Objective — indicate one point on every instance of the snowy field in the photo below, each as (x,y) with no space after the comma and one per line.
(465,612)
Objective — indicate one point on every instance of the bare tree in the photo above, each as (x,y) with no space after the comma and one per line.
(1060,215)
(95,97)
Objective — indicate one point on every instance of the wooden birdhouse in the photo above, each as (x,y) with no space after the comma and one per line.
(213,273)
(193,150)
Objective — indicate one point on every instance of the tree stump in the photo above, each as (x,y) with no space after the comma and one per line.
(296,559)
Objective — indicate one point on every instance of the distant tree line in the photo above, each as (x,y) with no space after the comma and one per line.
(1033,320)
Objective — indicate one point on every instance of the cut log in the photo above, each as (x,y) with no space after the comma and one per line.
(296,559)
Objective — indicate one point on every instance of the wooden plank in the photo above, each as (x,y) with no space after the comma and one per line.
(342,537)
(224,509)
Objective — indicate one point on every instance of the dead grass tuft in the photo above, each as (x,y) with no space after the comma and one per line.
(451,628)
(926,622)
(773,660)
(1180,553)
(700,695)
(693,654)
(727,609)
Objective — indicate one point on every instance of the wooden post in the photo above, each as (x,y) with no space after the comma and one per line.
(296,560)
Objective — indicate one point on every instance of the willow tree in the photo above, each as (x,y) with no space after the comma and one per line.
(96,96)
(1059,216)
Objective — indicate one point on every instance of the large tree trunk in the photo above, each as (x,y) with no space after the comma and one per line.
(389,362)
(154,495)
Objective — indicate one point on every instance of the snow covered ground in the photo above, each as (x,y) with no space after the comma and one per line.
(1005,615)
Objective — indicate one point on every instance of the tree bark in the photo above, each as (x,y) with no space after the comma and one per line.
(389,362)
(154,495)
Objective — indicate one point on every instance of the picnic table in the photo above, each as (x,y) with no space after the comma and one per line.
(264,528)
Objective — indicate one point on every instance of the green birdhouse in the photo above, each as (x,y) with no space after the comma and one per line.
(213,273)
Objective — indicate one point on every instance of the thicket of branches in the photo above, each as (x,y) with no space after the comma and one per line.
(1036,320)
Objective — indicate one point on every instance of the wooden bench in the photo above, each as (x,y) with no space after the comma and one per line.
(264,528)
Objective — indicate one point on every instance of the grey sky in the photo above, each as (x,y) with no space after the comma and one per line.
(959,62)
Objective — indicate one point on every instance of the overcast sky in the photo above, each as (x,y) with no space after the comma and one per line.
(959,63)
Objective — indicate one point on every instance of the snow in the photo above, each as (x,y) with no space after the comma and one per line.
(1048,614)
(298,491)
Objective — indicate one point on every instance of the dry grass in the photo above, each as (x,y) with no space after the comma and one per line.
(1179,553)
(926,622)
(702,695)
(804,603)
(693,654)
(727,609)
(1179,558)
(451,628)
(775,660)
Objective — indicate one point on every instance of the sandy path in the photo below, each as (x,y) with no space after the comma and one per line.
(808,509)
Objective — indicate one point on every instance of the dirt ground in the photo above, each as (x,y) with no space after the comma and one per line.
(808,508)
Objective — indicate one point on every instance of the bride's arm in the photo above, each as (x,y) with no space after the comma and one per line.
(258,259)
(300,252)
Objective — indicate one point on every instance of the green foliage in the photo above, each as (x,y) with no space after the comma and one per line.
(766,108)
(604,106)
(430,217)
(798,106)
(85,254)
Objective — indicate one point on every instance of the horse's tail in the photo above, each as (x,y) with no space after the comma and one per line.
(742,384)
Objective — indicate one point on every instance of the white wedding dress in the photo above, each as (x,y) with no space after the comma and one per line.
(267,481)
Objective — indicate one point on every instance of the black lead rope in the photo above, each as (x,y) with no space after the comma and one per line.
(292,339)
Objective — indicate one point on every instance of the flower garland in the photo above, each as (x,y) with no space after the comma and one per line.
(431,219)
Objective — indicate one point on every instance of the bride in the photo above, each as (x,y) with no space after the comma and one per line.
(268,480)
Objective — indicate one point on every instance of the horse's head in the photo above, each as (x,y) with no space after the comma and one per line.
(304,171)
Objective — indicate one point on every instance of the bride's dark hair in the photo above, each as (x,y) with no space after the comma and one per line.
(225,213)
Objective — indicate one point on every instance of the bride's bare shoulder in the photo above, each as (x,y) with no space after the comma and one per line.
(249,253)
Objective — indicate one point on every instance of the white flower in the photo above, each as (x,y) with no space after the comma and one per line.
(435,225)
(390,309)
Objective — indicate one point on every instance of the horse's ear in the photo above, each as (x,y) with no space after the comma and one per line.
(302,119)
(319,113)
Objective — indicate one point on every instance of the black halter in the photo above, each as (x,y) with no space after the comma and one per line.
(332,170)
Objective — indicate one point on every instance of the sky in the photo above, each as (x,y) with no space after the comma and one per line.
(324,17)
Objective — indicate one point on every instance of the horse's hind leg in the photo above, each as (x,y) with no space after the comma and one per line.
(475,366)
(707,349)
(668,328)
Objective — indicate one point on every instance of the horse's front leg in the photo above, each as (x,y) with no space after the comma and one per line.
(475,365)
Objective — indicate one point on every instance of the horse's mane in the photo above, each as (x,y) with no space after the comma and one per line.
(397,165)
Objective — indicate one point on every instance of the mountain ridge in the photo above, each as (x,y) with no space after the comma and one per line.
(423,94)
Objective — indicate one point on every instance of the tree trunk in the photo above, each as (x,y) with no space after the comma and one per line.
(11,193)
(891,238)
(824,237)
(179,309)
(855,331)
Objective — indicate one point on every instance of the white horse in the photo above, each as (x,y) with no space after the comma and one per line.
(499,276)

☆ ☆ ☆ ☆ ☆

* _Directions for this task_: Without any change, reproduce the data in full.

* _Result of this task_:
Objective — indicate one point on every instance of the snowy field in the photo below, each as (x,y) with no space after the comma and one per line.
(465,612)
Objective — indicate one point on every instance of the bare tree in the photo above, each as (x,y) with no space after the comma and one per line.
(1060,215)
(95,97)
Objective — indicate one point on every instance of the wooden birdhouse in the photo above, each as (x,y) with no space after the comma and one per line.
(213,273)
(193,150)
Objective — indicate one point on every instance of the tree stump in the photo above, each as (x,y) with no space after the comma and one per line.
(296,559)
Objective — indicate one point on every instance of the distant tree line in the photo above, each as (x,y) with no space after the comma and one per line.
(1033,320)
Objective — indicate one point on every instance of the cut log in the photo above, each as (x,y) with no space after the comma and one per line.
(296,559)
Objective — indicate one point on every instance of the wooden plank in the photo above, each as (x,y) with no space after the comma and one per line.
(342,537)
(224,509)
Objective — indicate one point on every instance of the dead grass tuft in the photo above, each as (x,y) with no space after the comma and one per line.
(451,628)
(926,622)
(773,660)
(1180,553)
(700,695)
(693,654)
(727,609)
Objective — indicate one point on every instance of the wooden post in the photo above, each as (x,y) with no space after the comma and one per line.
(296,560)
Objective — indicate one point on every instance of the willow tree in the photo above, each as (x,y) with no space after the comma and one per line.
(96,96)
(1059,216)
Objective — indicate one point on every instance of the large tree trunk in the photo above, each as (x,y) with no space after the comma and one per line.
(389,362)
(154,495)
Objective — indicate one point on every instance of the snow covered ground in the photo above, each as (x,y) with no space after the comma and one per line.
(1005,615)
Objective — indicate one point on every instance of the tree bark in the photo above, each as (x,y) with no space after the comma and one per line.
(389,362)
(154,495)
Objective — indicate one point on every instance of the picnic table in the photo above, each as (x,y) with no space after the comma and one per line.
(264,528)
Objective — indicate one point on every instance of the green birdhouse in the photo above, each as (x,y) with no space after the comma and one per line.
(213,273)
Objective — indicate one point on every instance of the thicket of branches in the photo above, each as (x,y) with no space after the comma and one per line.
(1036,320)
Objective — indicate one point on every instance of the wooden bench in the photo above, each as (x,y) with no space after the comma and one per line.
(264,528)
Objective — indicate one point on every instance of the grey sky in the photo above, each as (x,y) with no space after the comma and one per line.
(959,62)
Objective — indicate one point on every instance of the overcast sky in the photo above, each as (x,y) with no space after the comma and one per line.
(959,63)
Objective — indicate one point on every instance of the snow in the photo above, each as (x,y) with no space after the comma and one per line.
(1048,614)
(298,491)
Objective — indicate one point on every instance of the dry grass in the photo above, each as (x,y) with no space after the comma and one per line.
(1179,553)
(926,622)
(702,695)
(804,603)
(693,654)
(727,609)
(1179,558)
(451,628)
(775,660)
Objective — indicate one point on every instance of the sandy path in the photo below, each as (x,y) with no space after the comma and one per line.
(808,509)
Objective — indicate one point on every instance of the dirt ground in the photo above, each as (x,y) with no space after the comma and one per line.
(808,508)
Objective — indicate one point on every instance of the bride's arm in the photo above, each as (x,y) with no space after the comma and one per line.
(258,259)
(300,252)
Objective — indicate one point on every instance of the green foliage in the photo above, each as (x,y) with no space after the comma and one per line.
(766,108)
(604,106)
(430,217)
(798,106)
(85,254)
Objective — indicate one point on every instance of the horse's tail in the photo above, each as (x,y) with no space after the comma and one per line.
(742,384)
Objective — indicate one point on every instance of the white wedding dress in the photo above, each as (x,y) with no space after the comma and one per line.
(267,481)
Objective — indicate one point on every instance of the black lead rope in the photo above, each as (x,y) with no space after the comma and one per line.
(292,339)
Objective — indicate one point on every instance of the flower garland in the photo above, each as (x,y) with no space after the comma and one per line.
(431,219)
Objective — indicate one point on every instance of the bride in the photo above, each as (x,y) with no space after the comma and one per line.
(268,480)
Objective — indicate one point on every instance of the horse's head in the photo above, each as (x,y) with no space after the comma and one per line.
(304,171)
Objective — indicate one point on every instance of the bride's dark hair in the photo above, each as (x,y) with no space after the comma and one per line.
(225,213)
Objective — indicate one point on every instance of the bride's bare shoulder in the photo above, each as (x,y) with no space after the comma and one per line.
(249,253)
Objective — indicate one point on every instance of the white flower in the photo above, each as (x,y) with no space after the comma and one per line.
(435,225)
(390,309)
Objective — indicate one point on every instance of the horse's ear in the photo above, each as (x,y) with no space after the comma and one per line.
(302,119)
(319,113)
Objective — indicate one point on every instance of the black halter in the photo above, each as (x,y) with no space after the comma and one per line.
(332,170)
Objective — indicate one point on every instance of the sky in the photo above, each as (x,y) with no space after the comma and one per line.
(324,17)
Objective — indicate one point on every instance of the horse's hind leg in the photo above, each as (x,y) with no space after the comma and one per line.
(475,366)
(707,349)
(668,328)
Objective — indicate one point on every instance of the horse's front leg in the photo above, each as (x,y) with no space after the comma and one per line.
(475,365)
Objective — indicate one point on every instance of the horse's mane in the photo above, each as (x,y) with no space after the comma and one per line.
(397,165)
Objective — indicate one point on every instance of the mountain ridge in the photo above, each as (x,y) with no space after the comma and one per line.
(423,94)
Objective — indicate one point on every instance of the tree trunk in the photo above, each as (x,y) with no space after the comma and one per line.
(11,193)
(891,238)
(824,237)
(179,309)
(855,331)
Objective — indicate one point on every instance of the white horse in the photo above, each as (x,y) with no space after the comma and one per line.
(499,276)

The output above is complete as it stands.